A word-for-word restatement of every record is required.

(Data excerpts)
********************

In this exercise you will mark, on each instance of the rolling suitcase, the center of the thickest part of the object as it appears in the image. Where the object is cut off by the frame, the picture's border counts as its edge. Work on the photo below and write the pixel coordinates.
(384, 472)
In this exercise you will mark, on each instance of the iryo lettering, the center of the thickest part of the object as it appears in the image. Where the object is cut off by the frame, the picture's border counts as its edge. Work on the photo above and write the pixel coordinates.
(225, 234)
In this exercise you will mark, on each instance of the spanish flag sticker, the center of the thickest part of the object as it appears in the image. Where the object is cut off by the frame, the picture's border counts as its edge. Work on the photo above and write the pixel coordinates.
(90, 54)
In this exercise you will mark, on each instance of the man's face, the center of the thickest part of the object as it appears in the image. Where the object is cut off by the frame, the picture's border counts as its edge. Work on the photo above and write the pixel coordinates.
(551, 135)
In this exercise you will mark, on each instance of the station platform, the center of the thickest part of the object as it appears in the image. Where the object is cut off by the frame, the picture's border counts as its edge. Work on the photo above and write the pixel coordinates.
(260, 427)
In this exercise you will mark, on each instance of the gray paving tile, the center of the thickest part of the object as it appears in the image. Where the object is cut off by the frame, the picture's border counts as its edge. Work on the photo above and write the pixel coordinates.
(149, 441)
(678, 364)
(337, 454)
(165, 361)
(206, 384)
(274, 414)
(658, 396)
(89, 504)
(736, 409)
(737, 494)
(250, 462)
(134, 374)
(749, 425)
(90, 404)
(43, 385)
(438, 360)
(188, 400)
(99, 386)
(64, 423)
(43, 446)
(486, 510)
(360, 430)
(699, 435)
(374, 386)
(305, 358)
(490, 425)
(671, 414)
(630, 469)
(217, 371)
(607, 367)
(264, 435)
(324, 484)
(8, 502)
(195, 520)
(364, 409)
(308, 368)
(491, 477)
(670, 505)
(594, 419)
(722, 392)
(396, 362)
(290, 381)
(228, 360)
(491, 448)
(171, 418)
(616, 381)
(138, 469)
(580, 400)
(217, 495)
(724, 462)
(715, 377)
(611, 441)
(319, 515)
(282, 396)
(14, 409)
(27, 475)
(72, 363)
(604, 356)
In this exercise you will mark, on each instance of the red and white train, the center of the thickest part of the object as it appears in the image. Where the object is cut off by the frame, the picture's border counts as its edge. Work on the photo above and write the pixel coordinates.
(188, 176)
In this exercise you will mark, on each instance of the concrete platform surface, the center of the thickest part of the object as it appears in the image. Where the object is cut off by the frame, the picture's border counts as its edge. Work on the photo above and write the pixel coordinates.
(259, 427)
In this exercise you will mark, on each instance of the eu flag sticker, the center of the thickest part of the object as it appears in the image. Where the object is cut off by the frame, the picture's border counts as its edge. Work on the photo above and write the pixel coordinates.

********************

— Answer to this task —
In this exercise you will mark, on each instance of the rolling suitcase, the center of the thickest part of the object as it appears in the image. Where the object is cut off by the frame, the picture's border counts as its edge. Work on the photo below and write the pixel coordinates.
(384, 472)
In this exercise you will mark, on each instance of the iryo lettering, the center of the thickest part of the object as it appears in the image. Where the object is cut off by the frame, the picture's border counts as its edge. Work on the photo above and write the pixel coordinates.
(225, 234)
In this exercise you will mark, on each instance of the spanish flag sticker, the center of the thickest part of the object as it appears in the image. Where the object is cut off by the frame, the picture's border counts as its edge. Work on the photo above and write the pixel coordinates.
(90, 54)
In this exercise you will mark, on each instance of the man's face, the center of the thickest part of the object as it appears in the image. Where the object is cut off by the frame, the picture's border counts as its edge. Work on the photo above and write the pixel coordinates.
(551, 135)
In this exercise you will mark, on each instance of the station platform, the center of the thickest part of the object as it appears in the image. Where the object is cut off by the frame, the picture's border counts as its edge. Work on the photo above and write the pixel coordinates.
(260, 427)
In this exercise you will mark, on each instance of the gray paving tile, the center of the thickest part of the object as it appears in the image. Where the object is cut off by the frame, the picture's border counts as its edge. Work on the photo above and write the pixel coordinates.
(149, 441)
(678, 364)
(337, 454)
(165, 361)
(206, 384)
(274, 414)
(658, 396)
(89, 504)
(736, 409)
(737, 494)
(250, 462)
(134, 374)
(749, 425)
(90, 404)
(43, 385)
(438, 360)
(188, 400)
(99, 386)
(64, 423)
(43, 446)
(486, 510)
(360, 430)
(699, 435)
(374, 386)
(305, 358)
(490, 425)
(671, 414)
(630, 469)
(217, 371)
(607, 367)
(264, 435)
(324, 484)
(8, 502)
(195, 520)
(364, 409)
(308, 368)
(491, 477)
(670, 505)
(594, 419)
(722, 392)
(396, 362)
(290, 381)
(228, 360)
(491, 448)
(171, 418)
(616, 381)
(138, 469)
(580, 400)
(217, 495)
(724, 462)
(715, 377)
(611, 441)
(319, 515)
(282, 396)
(14, 409)
(27, 475)
(72, 363)
(604, 356)
In this exercise you will mark, on each instance of the red and white train, the center of the thickest part of the object as it appears in the image. Where the object is cut off by the frame, the picture's border counts as its edge. Work on the photo above and write the pixel coordinates.
(188, 176)
In this exercise you will mark, on each instance of the concrete platform surface, the center of the thickest part of the object as it appears in the image. Where the object is cut off by the frame, the picture's border counts as its edge. Work on the photo above and write the pixel coordinates.
(259, 427)
In this exercise you will mark, on each instance of the eu flag sticker, the center of the thickest part of the object as it appears in the image. Where the object is cut off by the frame, the picture's border counts as its edge. Work on the photo above and write the pixel coordinates.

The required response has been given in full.